→ 과제 목표
자료의 처음부터 "Give the mask"가 들어 있는 줄까지를 '번호'와 '줄' 두 열의 Markdown 표로 옮기되, 빈 줄은 빼세요. 그림은 답에 넣지 마세요.

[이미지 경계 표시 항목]
* * *
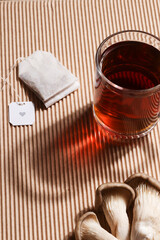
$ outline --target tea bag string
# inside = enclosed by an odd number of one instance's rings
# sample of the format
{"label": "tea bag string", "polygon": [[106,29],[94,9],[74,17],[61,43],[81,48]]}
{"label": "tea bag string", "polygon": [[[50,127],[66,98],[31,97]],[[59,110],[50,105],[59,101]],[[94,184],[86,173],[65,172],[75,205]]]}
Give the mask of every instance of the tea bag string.
{"label": "tea bag string", "polygon": [[[0,79],[1,79],[2,82],[3,82],[3,86],[1,87],[0,92],[2,92],[2,91],[4,90],[5,85],[7,84],[7,85],[10,86],[10,87],[12,88],[12,90],[15,92],[15,95],[16,95],[16,97],[19,98],[19,100],[21,100],[21,97],[20,97],[20,95],[17,93],[16,89],[12,86],[12,84],[10,84],[10,82],[9,82],[9,77],[10,77],[10,75],[12,74],[12,71],[14,70],[14,68],[17,67],[17,62],[19,62],[19,61],[21,61],[21,60],[24,60],[24,57],[19,57],[19,58],[17,58],[17,59],[15,60],[15,63],[14,63],[14,65],[11,66],[11,68],[10,68],[11,70],[8,72],[6,78],[3,78],[3,77],[0,76]],[[11,95],[12,95],[12,93],[11,93]]]}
* * *
→ 작성한 답
| 번호 | 줄 |
|---|---|
| 1 | $ outline --target tea bag string |
| 2 | # inside = enclosed by an odd number of one instance's rings |
| 3 | # sample of the format |
| 4 | {"label": "tea bag string", "polygon": [[106,29],[94,9],[74,17],[61,43],[81,48]]} |
| 5 | {"label": "tea bag string", "polygon": [[[50,127],[66,98],[31,97]],[[59,110],[50,105],[59,101]],[[94,184],[86,173],[65,172],[75,205]]]} |
| 6 | Give the mask of every instance of the tea bag string. |